■ **TASK GOAL**
Please return all of the entries below character for character, leaving out the pictures.

■ **EXTRACTED INFORMATION**
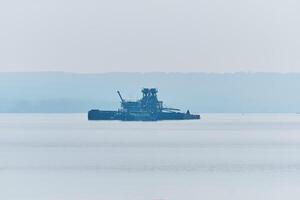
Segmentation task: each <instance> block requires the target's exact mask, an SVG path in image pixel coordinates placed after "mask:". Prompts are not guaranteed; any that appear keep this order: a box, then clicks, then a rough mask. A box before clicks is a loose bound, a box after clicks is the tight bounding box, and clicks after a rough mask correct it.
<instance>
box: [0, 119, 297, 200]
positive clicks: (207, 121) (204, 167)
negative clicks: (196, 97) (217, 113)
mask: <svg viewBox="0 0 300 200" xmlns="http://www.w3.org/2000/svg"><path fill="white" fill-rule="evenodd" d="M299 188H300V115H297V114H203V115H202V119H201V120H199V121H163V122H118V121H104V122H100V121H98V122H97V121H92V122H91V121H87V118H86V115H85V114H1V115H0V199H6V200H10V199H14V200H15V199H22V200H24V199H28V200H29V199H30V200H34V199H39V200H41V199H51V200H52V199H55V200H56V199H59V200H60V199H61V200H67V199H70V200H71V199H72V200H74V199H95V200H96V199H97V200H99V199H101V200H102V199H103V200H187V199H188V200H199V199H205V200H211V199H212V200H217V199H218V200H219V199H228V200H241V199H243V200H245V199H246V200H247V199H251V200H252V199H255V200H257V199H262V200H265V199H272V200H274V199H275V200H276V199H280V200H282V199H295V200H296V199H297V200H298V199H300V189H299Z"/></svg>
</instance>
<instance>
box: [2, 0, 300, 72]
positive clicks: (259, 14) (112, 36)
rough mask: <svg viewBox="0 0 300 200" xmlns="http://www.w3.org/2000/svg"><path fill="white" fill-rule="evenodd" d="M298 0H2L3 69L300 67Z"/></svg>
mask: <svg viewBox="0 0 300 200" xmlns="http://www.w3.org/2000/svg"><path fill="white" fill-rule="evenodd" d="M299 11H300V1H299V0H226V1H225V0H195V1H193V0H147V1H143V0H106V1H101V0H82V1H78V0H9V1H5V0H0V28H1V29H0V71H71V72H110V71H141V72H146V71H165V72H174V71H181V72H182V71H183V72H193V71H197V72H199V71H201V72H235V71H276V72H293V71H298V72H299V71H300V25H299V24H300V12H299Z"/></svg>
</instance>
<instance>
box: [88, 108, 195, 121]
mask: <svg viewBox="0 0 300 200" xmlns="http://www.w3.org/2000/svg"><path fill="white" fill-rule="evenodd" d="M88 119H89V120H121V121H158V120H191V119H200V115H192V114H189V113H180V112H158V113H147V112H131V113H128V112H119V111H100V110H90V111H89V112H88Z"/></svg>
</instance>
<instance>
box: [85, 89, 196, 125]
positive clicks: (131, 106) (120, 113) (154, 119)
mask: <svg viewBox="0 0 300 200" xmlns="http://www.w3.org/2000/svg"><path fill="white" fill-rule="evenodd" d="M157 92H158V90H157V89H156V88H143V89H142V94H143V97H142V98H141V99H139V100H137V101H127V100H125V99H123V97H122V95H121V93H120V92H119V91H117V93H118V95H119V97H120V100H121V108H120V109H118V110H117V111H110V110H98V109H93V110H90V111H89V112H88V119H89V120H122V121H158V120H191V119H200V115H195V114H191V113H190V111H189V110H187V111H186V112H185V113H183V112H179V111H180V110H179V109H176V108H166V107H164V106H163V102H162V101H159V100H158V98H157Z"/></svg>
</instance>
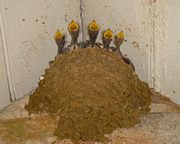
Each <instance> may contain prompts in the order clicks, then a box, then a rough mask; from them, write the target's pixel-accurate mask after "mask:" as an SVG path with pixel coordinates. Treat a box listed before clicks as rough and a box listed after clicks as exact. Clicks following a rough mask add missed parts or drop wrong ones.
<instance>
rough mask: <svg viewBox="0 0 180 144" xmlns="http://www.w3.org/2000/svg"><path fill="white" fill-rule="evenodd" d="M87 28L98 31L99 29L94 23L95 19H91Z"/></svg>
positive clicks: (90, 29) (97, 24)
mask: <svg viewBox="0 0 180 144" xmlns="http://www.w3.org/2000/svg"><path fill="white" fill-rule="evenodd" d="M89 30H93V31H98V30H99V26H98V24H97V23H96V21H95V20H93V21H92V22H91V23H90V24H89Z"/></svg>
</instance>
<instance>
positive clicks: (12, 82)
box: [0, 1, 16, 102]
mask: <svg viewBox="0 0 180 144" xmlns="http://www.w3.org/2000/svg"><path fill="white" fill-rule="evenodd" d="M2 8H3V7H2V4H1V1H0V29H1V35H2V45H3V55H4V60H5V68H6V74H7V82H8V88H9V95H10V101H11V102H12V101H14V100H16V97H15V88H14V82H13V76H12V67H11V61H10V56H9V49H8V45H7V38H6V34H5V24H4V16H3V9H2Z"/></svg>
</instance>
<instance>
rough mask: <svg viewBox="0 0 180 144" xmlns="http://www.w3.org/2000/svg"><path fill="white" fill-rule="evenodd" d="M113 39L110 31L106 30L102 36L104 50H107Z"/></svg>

■ **THE ANSWER**
Segmentation task: each <instance> block requires the target's exact mask, an SVG path in image pixel coordinates placed after "mask:". Prompts are not guaranteed; any that appear keep this order: a box, then clicks, then a rough mask. A box before clicks is a loose bound, a box after clicks is the tight bounding box, and clicks after a rough mask correct it.
<instance>
box: [0, 119, 297, 200]
positive clicks: (207, 121) (204, 167)
negative clicks: (196, 97) (217, 113)
mask: <svg viewBox="0 0 300 200" xmlns="http://www.w3.org/2000/svg"><path fill="white" fill-rule="evenodd" d="M299 188H300V115H297V114H203V115H202V119H201V120H199V121H163V122H118V121H104V122H100V121H98V122H97V121H92V122H91V121H87V118H86V115H85V114H1V115H0V199H6V200H10V199H14V200H15V199H22V200H24V199H28V200H29V199H30V200H34V199H39V200H41V199H51V200H52V199H55V200H56V199H59V200H60V199H61V200H67V199H70V200H71V199H72V200H74V199H95V200H96V199H97V200H99V199H101V200H102V199H103V200H187V199H188V200H199V199H205V200H211V199H212V200H217V199H218V200H219V199H228V200H241V199H243V200H245V199H246V200H247V199H251V200H252V199H255V200H257V199H262V200H265V199H272V200H274V199H275V200H276V199H280V200H282V199H295V200H296V199H297V200H298V199H300V189H299Z"/></svg>
</instance>
<instance>
box: [2, 0, 300, 72]
positive clicks: (259, 14) (112, 36)
rough mask: <svg viewBox="0 0 300 200" xmlns="http://www.w3.org/2000/svg"><path fill="white" fill-rule="evenodd" d="M298 0H2L3 69L300 67Z"/></svg>
mask: <svg viewBox="0 0 300 200" xmlns="http://www.w3.org/2000/svg"><path fill="white" fill-rule="evenodd" d="M299 11H300V1H299V0H226V1H225V0H195V1H193V0H147V1H143V0H106V1H101V0H82V1H78V0H9V1H5V0H0V28H1V29H0V71H71V72H110V71H141V72H146V71H165V72H174V71H181V72H182V71H183V72H193V71H197V72H199V71H201V72H235V71H276V72H293V71H298V72H299V71H300V25H299V24H300V12H299Z"/></svg>
</instance>
<instance>
box: [88, 108, 195, 121]
mask: <svg viewBox="0 0 300 200" xmlns="http://www.w3.org/2000/svg"><path fill="white" fill-rule="evenodd" d="M88 119H89V120H121V121H158V120H191V119H200V115H192V114H189V113H180V112H158V113H147V112H131V113H128V112H119V111H100V110H90V111H89V112H88Z"/></svg>
</instance>
<instance>
box: [85, 89, 196, 125]
positive clicks: (131, 106) (120, 113) (154, 119)
mask: <svg viewBox="0 0 300 200" xmlns="http://www.w3.org/2000/svg"><path fill="white" fill-rule="evenodd" d="M157 92H158V90H157V89H156V88H143V89H142V94H143V97H142V98H141V99H139V100H137V101H127V100H125V99H123V97H122V95H121V93H120V92H119V91H117V93H118V95H119V97H120V100H121V108H120V109H118V110H117V111H110V110H98V109H93V110H90V111H89V112H88V119H89V120H122V121H158V120H191V119H200V115H195V114H191V113H190V111H189V110H187V111H186V112H185V113H183V112H179V111H180V110H179V109H176V108H166V107H164V106H163V102H162V101H159V100H158V98H157Z"/></svg>
</instance>
Each <instance> may contain prompts in the order clicks, then a box, then a rough mask; from them, write the target's pixel-accurate mask after "mask:" as an SVG path with pixel coordinates. Treat a box listed before clicks as rough and a box listed after clicks as exact. Clicks following a rough mask add missed parts or drop wrong ones.
<instance>
rough mask: <svg viewBox="0 0 180 144" xmlns="http://www.w3.org/2000/svg"><path fill="white" fill-rule="evenodd" d="M87 28L98 31L99 29L94 23L95 19H91Z"/></svg>
positive clicks: (90, 29) (97, 24)
mask: <svg viewBox="0 0 180 144" xmlns="http://www.w3.org/2000/svg"><path fill="white" fill-rule="evenodd" d="M89 30H93V31H98V30H99V26H98V24H97V23H96V21H95V20H93V21H92V22H91V23H90V24H89Z"/></svg>
</instance>
<instance>
positive clicks: (12, 82)
box: [0, 1, 16, 102]
mask: <svg viewBox="0 0 180 144" xmlns="http://www.w3.org/2000/svg"><path fill="white" fill-rule="evenodd" d="M2 8H3V7H2V4H1V1H0V29H1V35H2V45H3V55H4V60H5V68H6V74H7V82H8V88H9V95H10V101H11V102H12V101H14V100H16V97H15V88H14V82H13V76H12V67H11V61H10V56H9V49H8V45H7V38H6V34H5V24H4V16H3V9H2Z"/></svg>
</instance>
<instance>
rough mask: <svg viewBox="0 0 180 144" xmlns="http://www.w3.org/2000/svg"><path fill="white" fill-rule="evenodd" d="M113 39L110 31L106 30L102 36L104 50H107Z"/></svg>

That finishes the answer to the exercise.